Struggle vs Challenge: my road to completion
Is your health journey a challenge or a struggle?
A challenge may not be easy, but it can be joyful. A challenge is something that can be embraced even from the begin of the journey. A challenge, while it can be difficult, does not include the added dimension of resistance.
A struggle is being in once place and needing to be in another. A struggle is not only difficult, but it is a burden. A struggle is a challenge that is filled with resistance. A struggle is no fun at all.
How do you know where your journey stands? All you need to do is simply ask yourself, "Am I complete where I am?"
One of the greatest gifts that I've been given is the gift of completion. It didn't start that way and I've had many bumps in the road, but now that I discovered it, I want to help others discover it too.
My Journey Begins
My journey into the world of raw foods, like many journeys, started off with a lot of excitement.

_Information shown:_
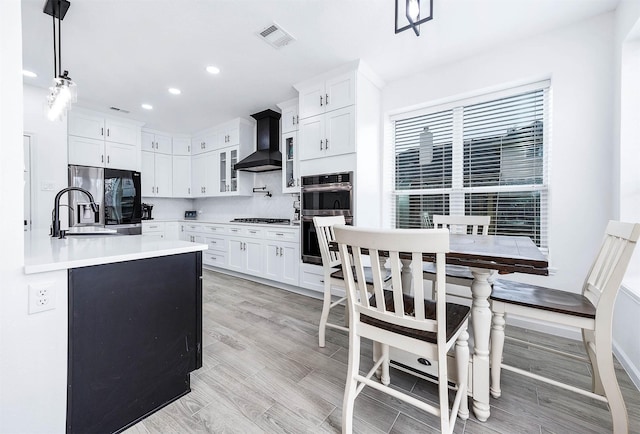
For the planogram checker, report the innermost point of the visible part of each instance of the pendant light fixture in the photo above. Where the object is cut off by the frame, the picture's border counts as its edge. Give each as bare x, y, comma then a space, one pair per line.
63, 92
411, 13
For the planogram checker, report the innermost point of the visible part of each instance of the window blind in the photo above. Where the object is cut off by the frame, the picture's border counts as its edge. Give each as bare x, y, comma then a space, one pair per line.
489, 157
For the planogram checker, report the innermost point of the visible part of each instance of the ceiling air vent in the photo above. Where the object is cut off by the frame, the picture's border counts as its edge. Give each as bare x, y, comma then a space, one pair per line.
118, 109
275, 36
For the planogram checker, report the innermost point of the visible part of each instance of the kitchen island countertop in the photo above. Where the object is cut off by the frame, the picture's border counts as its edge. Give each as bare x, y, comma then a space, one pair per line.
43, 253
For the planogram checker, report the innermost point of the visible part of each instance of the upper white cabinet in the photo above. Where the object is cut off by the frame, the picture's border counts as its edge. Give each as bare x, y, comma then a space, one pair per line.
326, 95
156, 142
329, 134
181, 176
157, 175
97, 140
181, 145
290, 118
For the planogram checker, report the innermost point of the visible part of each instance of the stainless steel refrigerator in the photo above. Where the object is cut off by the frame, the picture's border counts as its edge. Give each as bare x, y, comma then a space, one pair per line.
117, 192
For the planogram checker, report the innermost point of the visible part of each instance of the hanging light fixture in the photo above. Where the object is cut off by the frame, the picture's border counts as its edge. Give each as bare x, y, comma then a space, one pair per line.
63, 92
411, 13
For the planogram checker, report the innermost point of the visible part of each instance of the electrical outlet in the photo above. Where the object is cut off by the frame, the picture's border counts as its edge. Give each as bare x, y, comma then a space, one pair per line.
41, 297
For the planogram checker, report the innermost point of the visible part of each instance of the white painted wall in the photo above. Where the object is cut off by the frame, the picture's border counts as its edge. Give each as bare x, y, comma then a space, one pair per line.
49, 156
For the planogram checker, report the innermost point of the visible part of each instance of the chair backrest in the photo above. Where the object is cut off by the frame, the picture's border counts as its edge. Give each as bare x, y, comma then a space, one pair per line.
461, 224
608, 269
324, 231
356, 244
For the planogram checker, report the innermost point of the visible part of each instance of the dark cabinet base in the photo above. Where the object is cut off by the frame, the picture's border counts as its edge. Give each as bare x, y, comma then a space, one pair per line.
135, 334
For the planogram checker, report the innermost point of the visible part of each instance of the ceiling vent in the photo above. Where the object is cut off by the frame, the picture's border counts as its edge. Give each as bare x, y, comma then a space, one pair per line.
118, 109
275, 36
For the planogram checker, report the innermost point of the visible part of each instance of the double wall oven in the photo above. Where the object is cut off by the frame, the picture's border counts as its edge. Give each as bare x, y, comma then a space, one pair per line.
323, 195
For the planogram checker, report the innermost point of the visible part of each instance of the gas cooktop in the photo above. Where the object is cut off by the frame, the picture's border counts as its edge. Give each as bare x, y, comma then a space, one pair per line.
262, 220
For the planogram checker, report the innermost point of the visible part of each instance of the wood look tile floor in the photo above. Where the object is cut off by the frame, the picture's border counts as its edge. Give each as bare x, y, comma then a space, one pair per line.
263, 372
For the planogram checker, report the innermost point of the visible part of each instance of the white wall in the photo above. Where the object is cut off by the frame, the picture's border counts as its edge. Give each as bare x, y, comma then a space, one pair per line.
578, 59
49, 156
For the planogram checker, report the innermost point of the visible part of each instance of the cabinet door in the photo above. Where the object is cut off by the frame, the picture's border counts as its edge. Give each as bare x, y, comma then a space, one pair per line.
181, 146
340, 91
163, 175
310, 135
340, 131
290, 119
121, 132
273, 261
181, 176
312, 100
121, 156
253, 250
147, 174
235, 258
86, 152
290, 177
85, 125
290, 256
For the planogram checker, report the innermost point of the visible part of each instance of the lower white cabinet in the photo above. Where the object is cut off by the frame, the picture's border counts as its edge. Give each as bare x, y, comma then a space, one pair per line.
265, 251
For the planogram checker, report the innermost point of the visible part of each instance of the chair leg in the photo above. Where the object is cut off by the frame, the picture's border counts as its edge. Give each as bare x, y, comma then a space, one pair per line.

_What is expected:_ Please continue the piece on challenge versus struggle, picking up right after its final sentence about the start of the raw foods journey.

_Reply:_
In August of 2001 I met a deep soul who went by the name of Nature Love. Nature was modern shaman who just happened to be working as a buyer at a local co-op. A year earlier I had heard Ingrid Newkirk, the President of PETA, speak at a conference and it inspired me to embark on a vegan diet - primarily out of animal rights concerns. I had been shopping at the co-op since then for my soy this and soy that and had seen Nature almost every other day. Nature was a fit gentleman with a kind smile and very bright eyes. I always knew something was special about him, but we never exchanged words until that August.
"Hey bro. My name's Dhru" I said, "I see you here all the time and I've always wanted to ask you, what is it that you do? Like what do you eat and stuff?"
Although I wasn't sick or overweight, I didn't feel energized on my processed soy diet and knew there had to have been a better way.
"Hey man, I'm Nature. Pleasure to meet you. Yeah, I see you here too... And, well, I actually eat raw foods."
"Raw Foods?", I replied.
And so the journey began.
Nature and I stood in the snacks isle of the co-op for over 45 minutes while I got an intense download of information on the lifestyle know as raw foods. While what Nature was saying was knew information, it resonated so deeply that I knew I must have intrinsically known it. It was then that I knew this was a journey I wanted embrace. I was ready for raw foods.
Discipline and Excitement
I jumped into raw food overnight and ate totally raw day after day. It was fun making food, I was learning about health and my body was transforming. I got rid of all my acne, I was sleeping 6 hours a night and had more energy than I knew what to do with. I wasn't even 20 yet and I felt I had discovered the fountain of youth.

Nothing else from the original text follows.